====== SEZIONE DI TESTO

Tutto quanto riguarda i trapianti di organi in Cina è stato regolato solo ultimamente, di fronte ad una domanda sempre crescente: la Cina infatti è uno dei paesi al mondo con più richieste di donazioni; è stato calcolato siano almeno 300 mila le persone cinesi in attesa di un organo nuovo.
Fino al 2007 i modi attraverso i quali venivano gestiti i trapianti in Cina erano 3: dai cadaveri dei condannati a morte (per il 64%), dai familiari e da cittadini volontari viventi. Dal 2007 Pechino ha vietato la donazione da vivente a eccezione dei familiari dei pazienti, nell’intento di bloccare un traffico illegale di organi che aveva ormai assunto proporzioni imbarazzanti. Nel 2012 fece scandalo il processo a 5 persone, tra cui un medico, responsabili di aver espiantato un rene da uno studente in cambio di un Ipad, per impiantarlo su un paziente che per l’intervento aveva pagato 6mila euro. Dal 2007 questa pratica è vietata: possono donare gli organi volontariamente da vivi solo i familiari del paziente.

============
====== MATERIALE FORNITO

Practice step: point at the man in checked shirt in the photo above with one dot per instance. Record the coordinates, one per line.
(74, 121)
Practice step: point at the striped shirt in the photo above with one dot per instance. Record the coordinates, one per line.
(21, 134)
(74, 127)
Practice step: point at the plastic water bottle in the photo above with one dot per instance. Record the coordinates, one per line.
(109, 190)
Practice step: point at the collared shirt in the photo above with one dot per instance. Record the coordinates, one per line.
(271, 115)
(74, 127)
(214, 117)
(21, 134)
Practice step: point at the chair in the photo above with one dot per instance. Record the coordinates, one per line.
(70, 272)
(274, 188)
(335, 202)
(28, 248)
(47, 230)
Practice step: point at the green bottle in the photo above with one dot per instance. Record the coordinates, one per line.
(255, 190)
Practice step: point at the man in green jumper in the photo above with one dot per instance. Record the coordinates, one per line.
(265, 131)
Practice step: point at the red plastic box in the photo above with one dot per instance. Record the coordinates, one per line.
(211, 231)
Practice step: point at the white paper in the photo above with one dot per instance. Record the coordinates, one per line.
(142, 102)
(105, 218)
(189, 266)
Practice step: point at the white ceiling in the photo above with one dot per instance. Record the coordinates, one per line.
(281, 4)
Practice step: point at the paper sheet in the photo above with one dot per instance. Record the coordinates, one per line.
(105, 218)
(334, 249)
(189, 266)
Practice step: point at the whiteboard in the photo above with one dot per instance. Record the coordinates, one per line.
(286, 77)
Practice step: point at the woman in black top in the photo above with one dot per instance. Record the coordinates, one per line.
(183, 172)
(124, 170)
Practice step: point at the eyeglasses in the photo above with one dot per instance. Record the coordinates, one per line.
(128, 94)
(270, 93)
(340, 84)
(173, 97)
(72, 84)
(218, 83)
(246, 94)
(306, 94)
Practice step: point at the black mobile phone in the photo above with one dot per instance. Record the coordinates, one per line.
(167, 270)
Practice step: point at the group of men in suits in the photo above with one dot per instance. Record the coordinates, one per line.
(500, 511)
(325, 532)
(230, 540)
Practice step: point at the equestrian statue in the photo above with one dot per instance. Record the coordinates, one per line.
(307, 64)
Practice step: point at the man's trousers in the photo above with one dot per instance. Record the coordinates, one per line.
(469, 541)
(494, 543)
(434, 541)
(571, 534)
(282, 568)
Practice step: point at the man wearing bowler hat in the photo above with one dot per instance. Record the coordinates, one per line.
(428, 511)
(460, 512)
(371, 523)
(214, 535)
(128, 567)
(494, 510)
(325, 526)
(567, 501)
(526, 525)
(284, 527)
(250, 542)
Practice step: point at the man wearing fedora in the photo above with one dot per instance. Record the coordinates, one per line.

============

**COMPITO 1:**
Rispondi alle seguenti domande sul testo riguardante i trapianti di organi in Cina:
(a) Quante persone cinesi risultano in attesa di un organo nuovo secondo il calcolo riportato?
(b) Fino al 2007, quale percentuale dei trapianti proveniva dai cadaveri dei condannati a morte?
(c) Quanto aveva pagato per l'intervento il paziente coinvolto nel processo del 2012?
**COMPITO 2:**
Trascrivi dal testo sui trapianti di organi in Cina il passo che comincia con "Fino al 2007" e finisce con "familiari del paziente.".
**COMPITO 3:**
Riprendi il testo sui trapianti di organi in Cina proseguendolo da dove si interrompe.

**RISPOSTA SCRITTA 1:**
(a) Almeno 300 mila.
(b) Il 64%.
(c) 6mila euro.

**RISPOSTA SCRITTA 2:**
Fino al 2007 i modi attraverso i quali venivano gestiti i trapianti in Cina erano 3: dai cadaveri dei condannati a morte (per il 64%), dai familiari e da cittadini volontari viventi. Dal 2007 Pechino ha vietato la donazione da vivente a eccezione dei familiari dei pazienti, nell’intento di bloccare un traffico illegale di organi che aveva ormai assunto proporzioni imbarazzanti. Nel 2012 fece scandalo il processo a 5 persone, tra cui un medico, responsabili di aver espiantato un rene da uno studente in cambio di un Ipad, per impiantarlo su un paziente che per l’intervento aveva pagato 6mila euro. Dal 2007 questa pratica è vietata: possono donare gli organi volontariamente da vivi solo i familiari del paziente.

**RISPOSTA SCRITTA 3:**
L’annuncio di non ricorrere più, almeno non in modo così massiccio, all’espianto degli organi dei condannati a morte in Cina, è arrivato da Huang Jiefu, capo dell’ufficio dei trapianti d’organi del ministero della salute, che ha sostenuto di avviare al più presto un programma nazionale al riguardo. «Sono sicuro – ha detto il funzionario, ex ministro della Salute – che tra non molto tutti gli ospedali accreditati abbandoneranno l’uso degli organi di prigionieri» specificando che «le fonti degli organi per il trapianto dovranno soddisfare gli standard etici comunemente accettati nel mondo».
I primi risultati di questo allentamento sono già visibili dalle statistiche, a seguito del lancio di un progetto pilota in 25 province e comuni. Secondo i dati forniti da Huang alla fine del 2012, circa il 64% degli organi trapiantati in Cina proveniva da prigionieri giustiziati e il numero quest’anno sarebbe già sceso sotto il 54%. Oltre mille sarebbero stati i donatori che volontariamente avevano espresso il desiderio di donare gli organi dopo la morte e 3mila sarebbero state le persone a beneficiare dei trapianti. La donazione volontaria in Cina è aumentata da 63 casi nel 2010 a una media di 130 al mese di quest’anno, secondo i numeri forniti da Huang Jiefu.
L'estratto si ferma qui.